-- START Selected passage --

He blushed. “Well, you don’t have to make a three-act play out of it.”

“No need to apologize. In the words of Abe Lincoln, ‘A man who can’t make a mistake can’t make anything.’ ”

Early Sunday evening George called from his apartment. “Your producer is ready. I’ll meet you in the lobby.” I called the garage and told them to have my car ready. Nobody was going to think I was an errand boy when I stepped out of a Mark II Continental.

Walking toward the garage, George said, “Why don’t we just take a cab? Why bother with parking?”

“Baby, I don’t remember asking you to organize this trip.”

A uniformed nurse wheeled a baby carriage across Fifth Avenue toward the park, pushing the carriage with one hand and with the other grasping a little boy bundled up in a fur-collared coat, leather leggings and a hat with ear-muffs. I drove slowly up the avenue, looking at the immaculately kept mansions and the elegant apartment buildings.

George mumbled, “I really can’t understand this whole thing. I mean Polly is so proper, it just seems peculiar that she wouldn’t invite me herself.”

I stopped the car. “George, you’re getting to be the noodge of all time. Now you’re free to open that door, step out, and I’ll make your apologies for you. I’ll just tell them ‘I’m sorry my producer is rude and so touchy that he won’t go anywhere unless he gets an engraved invitation.’ ”

He slunk into the seat. “You’re holding up traffic and you don’t have to get so excited. It just seemed strange, that’s all.”

As we approached Polly and Freddie’s building, a man in riding breeches, boots, and a glen plaid jacket stepped out of a maroon limousine and strode past the doorman who touched his cap and rushed to open the front door for him. As the car drove away I backed into a space just short of the door. The doorman saw me behind the wheel, looked at George—then back at me, and making no move to open our door, spoke through the window. “Can I help you?”

George said, “Mr. and Mrs. Fields,” and opening the door himself, stepped out of the car.

The doorman rushed ahead of us to the front door, blocking it. “Are you expected?”

George glanced at me. “Yes.”

“Well, I’ll have to announce you.” He opened the door, admitting us to the lobby. “Who shall I say it is?”

“Sammy Davis, Jr.”

He went to the house phone, plugged in a wire and pressed a lever, glancing over at us as he waited for somebody to answer. I looked outside, through the glass door. I heard the phone being cradled. “You’re expected.” His voice was toneless, withdrawn, and I had the feeling he was thinking more about Freddie and Polly than
about me, and that he was never going to feel quite the same about them.

As we waited at their apartment door, I only hoped Polly wouldn’t see George and react with a “Why, George, what a pleasant surprise! Uh, come in.” A maid opened the door. Polly was behind her. She saw George, and it was a falling face, then a quick catch and a smile, “Why, George, what a pleasant surprise! Uh, come in.”

-- END Selected passage --

Return, word for word, the stretch of the passage about the visit to Polly and Freddie's building from "He went to the" through "same about them.".

-- START Provided material --

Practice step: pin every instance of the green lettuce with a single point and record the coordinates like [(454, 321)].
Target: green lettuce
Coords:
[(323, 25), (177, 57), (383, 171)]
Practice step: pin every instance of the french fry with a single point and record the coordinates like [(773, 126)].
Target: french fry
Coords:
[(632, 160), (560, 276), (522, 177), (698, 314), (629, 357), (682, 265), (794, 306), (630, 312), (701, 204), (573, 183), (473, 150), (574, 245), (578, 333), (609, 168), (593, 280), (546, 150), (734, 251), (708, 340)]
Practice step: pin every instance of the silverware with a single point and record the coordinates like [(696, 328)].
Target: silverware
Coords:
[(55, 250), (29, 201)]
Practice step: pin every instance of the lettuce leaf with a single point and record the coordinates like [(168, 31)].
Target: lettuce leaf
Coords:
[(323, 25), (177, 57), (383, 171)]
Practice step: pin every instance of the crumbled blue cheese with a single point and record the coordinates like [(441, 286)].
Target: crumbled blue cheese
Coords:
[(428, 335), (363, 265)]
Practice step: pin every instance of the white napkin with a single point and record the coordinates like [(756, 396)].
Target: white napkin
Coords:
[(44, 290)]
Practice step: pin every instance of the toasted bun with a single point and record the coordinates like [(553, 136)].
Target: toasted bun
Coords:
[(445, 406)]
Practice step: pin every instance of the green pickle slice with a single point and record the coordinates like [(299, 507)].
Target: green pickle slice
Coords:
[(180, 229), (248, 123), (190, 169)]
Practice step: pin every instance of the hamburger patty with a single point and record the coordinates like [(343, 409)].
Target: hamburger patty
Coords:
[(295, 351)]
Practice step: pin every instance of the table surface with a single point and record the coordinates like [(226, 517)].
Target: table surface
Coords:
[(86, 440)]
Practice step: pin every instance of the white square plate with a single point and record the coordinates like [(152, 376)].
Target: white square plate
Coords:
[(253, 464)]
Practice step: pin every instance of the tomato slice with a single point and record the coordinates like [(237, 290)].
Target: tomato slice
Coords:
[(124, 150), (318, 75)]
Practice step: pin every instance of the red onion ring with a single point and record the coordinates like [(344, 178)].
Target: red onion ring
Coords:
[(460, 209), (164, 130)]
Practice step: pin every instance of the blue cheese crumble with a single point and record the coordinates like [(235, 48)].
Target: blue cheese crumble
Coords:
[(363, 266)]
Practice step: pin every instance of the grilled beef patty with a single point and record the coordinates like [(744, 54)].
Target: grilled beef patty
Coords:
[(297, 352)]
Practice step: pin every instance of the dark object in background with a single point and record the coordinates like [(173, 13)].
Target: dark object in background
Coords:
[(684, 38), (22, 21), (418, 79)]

-- END Provided material --

Response to the task
He went to the house phone, plugged in a wire and pressed a lever, glancing over at us as he waited for somebody to answer. I looked outside, through the glass door. I heard the phone being cradled. “You’re expected.” His voice was toneless, withdrawn, and I had the feeling he was thinking more about Freddie and Polly than
about me, and that he was never going to feel quite the same about them.